What you have to do -> Provide the data again in its entirety, exactly as given.

Provided records ->
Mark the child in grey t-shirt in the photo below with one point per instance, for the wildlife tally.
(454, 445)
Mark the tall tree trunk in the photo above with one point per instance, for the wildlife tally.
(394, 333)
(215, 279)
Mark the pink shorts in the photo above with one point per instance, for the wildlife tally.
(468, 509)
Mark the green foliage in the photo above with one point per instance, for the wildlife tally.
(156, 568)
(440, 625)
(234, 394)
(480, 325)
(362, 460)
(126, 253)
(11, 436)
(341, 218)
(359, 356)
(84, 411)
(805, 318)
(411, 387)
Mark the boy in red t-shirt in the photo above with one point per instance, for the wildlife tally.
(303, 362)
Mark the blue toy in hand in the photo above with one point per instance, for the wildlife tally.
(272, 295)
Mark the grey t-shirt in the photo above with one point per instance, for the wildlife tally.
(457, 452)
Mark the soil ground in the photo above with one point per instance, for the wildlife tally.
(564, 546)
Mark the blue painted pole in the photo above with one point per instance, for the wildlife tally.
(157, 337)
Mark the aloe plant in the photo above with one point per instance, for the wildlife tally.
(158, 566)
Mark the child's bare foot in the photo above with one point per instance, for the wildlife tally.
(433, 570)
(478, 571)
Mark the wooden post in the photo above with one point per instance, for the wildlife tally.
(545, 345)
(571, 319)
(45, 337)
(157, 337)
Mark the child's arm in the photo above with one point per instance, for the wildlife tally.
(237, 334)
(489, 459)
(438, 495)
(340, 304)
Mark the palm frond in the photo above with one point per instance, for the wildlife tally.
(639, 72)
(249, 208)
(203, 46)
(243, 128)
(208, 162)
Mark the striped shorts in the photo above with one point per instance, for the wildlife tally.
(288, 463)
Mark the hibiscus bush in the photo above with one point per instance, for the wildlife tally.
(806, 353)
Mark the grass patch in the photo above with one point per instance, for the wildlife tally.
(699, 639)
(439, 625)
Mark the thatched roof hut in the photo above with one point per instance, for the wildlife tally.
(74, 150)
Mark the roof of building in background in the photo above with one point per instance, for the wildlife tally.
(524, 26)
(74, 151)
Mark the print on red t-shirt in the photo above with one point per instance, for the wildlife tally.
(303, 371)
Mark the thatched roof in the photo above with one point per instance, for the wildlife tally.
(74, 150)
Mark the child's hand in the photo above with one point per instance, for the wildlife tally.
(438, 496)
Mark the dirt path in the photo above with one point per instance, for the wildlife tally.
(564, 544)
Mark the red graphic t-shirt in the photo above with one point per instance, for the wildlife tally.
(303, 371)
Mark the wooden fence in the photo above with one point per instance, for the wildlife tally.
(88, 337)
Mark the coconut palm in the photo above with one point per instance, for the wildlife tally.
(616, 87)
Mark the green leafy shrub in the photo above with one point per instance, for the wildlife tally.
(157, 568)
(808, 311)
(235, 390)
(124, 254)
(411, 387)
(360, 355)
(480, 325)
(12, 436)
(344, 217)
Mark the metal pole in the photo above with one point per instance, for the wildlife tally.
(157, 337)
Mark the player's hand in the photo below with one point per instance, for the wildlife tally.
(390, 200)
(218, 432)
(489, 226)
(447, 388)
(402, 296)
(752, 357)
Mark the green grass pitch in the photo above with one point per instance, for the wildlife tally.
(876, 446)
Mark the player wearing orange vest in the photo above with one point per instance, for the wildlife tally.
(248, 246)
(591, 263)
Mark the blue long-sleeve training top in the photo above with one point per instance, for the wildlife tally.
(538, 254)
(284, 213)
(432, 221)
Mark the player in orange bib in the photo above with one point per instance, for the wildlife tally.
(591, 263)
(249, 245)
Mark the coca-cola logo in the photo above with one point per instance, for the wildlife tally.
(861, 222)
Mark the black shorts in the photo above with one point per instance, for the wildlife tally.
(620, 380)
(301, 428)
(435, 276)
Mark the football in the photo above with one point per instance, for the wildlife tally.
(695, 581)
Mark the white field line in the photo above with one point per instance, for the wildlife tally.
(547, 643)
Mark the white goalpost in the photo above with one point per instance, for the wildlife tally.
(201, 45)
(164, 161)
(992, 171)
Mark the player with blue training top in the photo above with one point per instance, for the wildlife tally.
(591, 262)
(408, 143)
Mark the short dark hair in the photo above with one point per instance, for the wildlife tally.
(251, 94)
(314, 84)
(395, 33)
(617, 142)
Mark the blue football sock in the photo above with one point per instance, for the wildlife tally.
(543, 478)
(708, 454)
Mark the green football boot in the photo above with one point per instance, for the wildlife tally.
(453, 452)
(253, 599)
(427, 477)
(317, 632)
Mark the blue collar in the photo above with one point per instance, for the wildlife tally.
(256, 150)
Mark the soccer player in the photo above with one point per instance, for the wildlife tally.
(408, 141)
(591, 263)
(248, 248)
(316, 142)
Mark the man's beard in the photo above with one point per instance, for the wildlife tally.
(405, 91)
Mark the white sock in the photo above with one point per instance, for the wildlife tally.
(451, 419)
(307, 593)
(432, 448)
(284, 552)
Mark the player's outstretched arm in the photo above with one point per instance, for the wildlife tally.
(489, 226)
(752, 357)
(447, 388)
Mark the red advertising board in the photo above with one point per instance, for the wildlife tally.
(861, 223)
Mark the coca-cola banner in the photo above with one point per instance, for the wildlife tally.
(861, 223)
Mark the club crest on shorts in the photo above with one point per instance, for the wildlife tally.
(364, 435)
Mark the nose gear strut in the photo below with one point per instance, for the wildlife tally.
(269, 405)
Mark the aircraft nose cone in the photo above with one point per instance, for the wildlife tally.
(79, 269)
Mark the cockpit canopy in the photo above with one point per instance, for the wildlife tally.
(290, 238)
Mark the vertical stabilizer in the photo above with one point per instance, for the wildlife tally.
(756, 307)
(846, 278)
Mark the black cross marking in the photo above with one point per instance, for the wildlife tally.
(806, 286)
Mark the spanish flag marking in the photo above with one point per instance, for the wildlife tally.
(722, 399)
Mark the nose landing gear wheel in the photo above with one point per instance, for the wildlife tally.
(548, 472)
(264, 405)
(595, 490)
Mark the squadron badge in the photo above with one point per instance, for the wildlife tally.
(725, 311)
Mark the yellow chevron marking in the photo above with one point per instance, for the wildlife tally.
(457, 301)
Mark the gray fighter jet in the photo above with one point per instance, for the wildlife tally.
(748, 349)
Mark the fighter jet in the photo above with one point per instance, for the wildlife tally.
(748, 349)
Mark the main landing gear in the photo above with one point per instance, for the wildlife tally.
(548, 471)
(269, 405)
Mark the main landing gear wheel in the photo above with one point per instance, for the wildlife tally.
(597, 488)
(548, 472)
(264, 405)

Complete response ->
Mark the child in grey t-shirt in the photo below with one point per instance, for the wildlife tally.
(454, 445)
Mark the tall tree trunk in the photo above with one point per instance, for the wildlife tally.
(394, 333)
(215, 279)
Mark the pink shorts in the photo above with one point per instance, for the wildlife tally.
(468, 509)
Mark the green foliage in the photo above with one point per instance, for the wildlife tally.
(156, 568)
(440, 625)
(234, 394)
(480, 325)
(362, 460)
(126, 253)
(11, 436)
(341, 218)
(359, 356)
(84, 411)
(805, 318)
(411, 387)
Mark the boy in red t-shirt in the photo above with one point per instance, for the wildlife tally.
(303, 362)
Mark the blue toy in hand in the photo above with one point per instance, for the wildlife tally.
(272, 295)
Mark the grey t-shirt in the photo above with one point per instance, for the wildlife tally.
(457, 452)
Mark the soil ground in the photo above with one point per instance, for the wildlife tally.
(564, 546)
Mark the blue painted pole in the photo above with one point per instance, for the wildlife tally.
(157, 337)
Mark the aloe plant in the photo above with one point per instance, for the wildlife tally.
(158, 566)
Mark the child's bare foot in the photo above with one point per instance, for the wildlife tally.
(433, 570)
(478, 571)
Mark the wooden post in the photo above with one point per instance, for the wildlife tally.
(545, 345)
(571, 319)
(45, 337)
(157, 337)
Mark the child's arm in the photo above with one point per instance, for the wildlife tally.
(237, 334)
(489, 459)
(438, 495)
(340, 304)
Mark the palm frond in the photo above with one point per instance, for the wildlife tally.
(639, 72)
(249, 208)
(203, 46)
(243, 128)
(208, 162)
Mark the striped shorts in the photo above with one point per instance, for the wildlife tally.
(288, 463)
Mark the hibiscus bush in the photo above with one point per instance, for the wildlife tally.
(806, 353)
Mark the grass patch in the photo above with one point per instance, for the wildlife tally.
(699, 639)
(439, 625)
Mark the thatched roof hut in the photo above with one point per instance, for the wildlife tally.
(74, 150)
Mark the roof of building in background in the photo above with one point per instance, for the wildlife tally.
(524, 26)
(74, 151)
Mark the print on red t-shirt in the photo above with one point per instance, for the wildlife tally.
(303, 371)
Mark the thatched roof in the photo above with one point per instance, for the wildlife tally.
(74, 150)
Mark the child's hand in the photo above with one point per instance, for the wildlife tally.
(438, 496)
Mark the dirt path in the photo above with one point per instance, for the wildlife tally.
(564, 544)
Mark the red graphic t-shirt in the photo above with one point per instance, for the wildlife tally.
(303, 371)
Mark the wooden fence in the photo above with one point per instance, for the wildlife tally.
(88, 337)
Mark the coconut palm in the photo above with one point per instance, for the wildlife tally.
(616, 87)
Mark the green leafy shrub in the photo above with one point per instance, for the wildlife tally.
(157, 568)
(808, 311)
(235, 390)
(124, 254)
(411, 387)
(360, 355)
(480, 325)
(12, 436)
(344, 217)
Mark the metal pole in the photo above with one point per instance, for the wildlife tally.
(157, 337)
Mark the player's hand in the photo below with one point per instance, for the wildlife tally.
(390, 200)
(218, 432)
(489, 226)
(447, 388)
(402, 296)
(752, 357)
Mark the green grass pitch in the photo above with one point per instance, for the wildlife tally.
(876, 446)
Mark the player wearing orange vest in the photo above with one point per instance, for the wildlife tally.
(248, 246)
(591, 263)
Mark the blue long-sleeve training top in the photo above with one point per instance, for the wildlife tally.
(538, 254)
(284, 213)
(432, 221)
Mark the player in orange bib in the photo above with one point per instance, for the wildlife tally.
(591, 263)
(249, 245)
Mark the coca-cola logo in the photo above with one point per instance, for the wildlife tally.
(861, 222)
Mark the black shorts in the photo above with one point per instance, for the wildlife tally.
(620, 380)
(301, 428)
(435, 276)
Mark the football in the photo above with one point per instance, for the wildlife tally.
(695, 581)
Mark the white field line in the photo above with one point per instance, for the wildlife tally.
(547, 643)
Mark the white goalpost in the photo above with one point per instance, for the wildlife tally.
(201, 45)
(164, 161)
(992, 171)
Mark the player with blue training top in the photo above with one point per instance, for the wildlife tally.
(591, 262)
(408, 143)
Mark the short dark hair in the photo above with one point per instance, for the wildlife tally.
(251, 94)
(314, 84)
(395, 33)
(617, 142)
Mark the blue football sock in the photo above with one point per instance, for the wildlife tally.
(543, 478)
(708, 454)
Mark the green football boot in the photo above with one point per instance, for the wildlife tally.
(453, 452)
(253, 599)
(427, 477)
(317, 632)
Mark the blue collar in the photo above with one point per instance, for the wildlife tally.
(256, 150)
Mark the soccer player in the photo above with one point per instance, for the wildlife tally.
(408, 141)
(591, 263)
(248, 248)
(316, 142)
Mark the man's beard in the photo above with one point per instance, for the wildlife tally.
(405, 91)
Mark the white sock in the photo above with one point per instance, for the wildlife tally.
(451, 419)
(307, 593)
(432, 448)
(284, 552)
Mark the player's outstretched arm in the photo above with one point per instance, for the wildlife tally.
(489, 226)
(752, 357)
(447, 388)
Mark the red advertising board in the photo above with one point per instance, for the wildlife tally.
(861, 223)
Mark the coca-cola banner in the photo above with one point per instance, for the wildlife tally.
(861, 223)
Mark the club crest on shorts in the photo above with one point per instance, for the wildlife tally.
(364, 435)
Mark the nose gear strut in the photo below with one point per instance, for the wildlife tally.
(269, 405)
Mark the aircraft nose cone in the photo above with one point per instance, for the wildlife tally.
(79, 269)
Mark the cockpit canopy in the photo above with one point per instance, for the wildlife tally.
(290, 238)
Mark the vertical stabilizer in the photo above with one point per instance, for the wildlife tally.
(756, 307)
(846, 278)
Mark the black cross marking in the photo above with one point per instance, for the wildlife tally.
(806, 286)
Mark the spanish flag marking in the photo above with one point per instance, for the wildlife tally.
(722, 399)
Mark the nose landing gear wheel in the photo above with one point per instance, for the wildlife tally.
(548, 472)
(264, 405)
(595, 490)
Mark the squadron badge in the photo above with one point per instance, for the wildlife tally.
(725, 311)
Mark the yellow chevron marking in the photo above with one point per instance, for the wildlife tally.
(457, 301)
Mark the gray fighter jet in the photo above with one point per instance, for the wildlife tally.
(748, 349)
Mark the fighter jet in the photo above with one point per instance, for the wildlife tally.
(748, 349)
Mark the main landing gear in the photo above with one point per instance, for the wildlife tally.
(548, 471)
(269, 405)
Mark the main landing gear wheel in the photo above with one point per instance, for the wildlife tally.
(597, 488)
(548, 472)
(264, 405)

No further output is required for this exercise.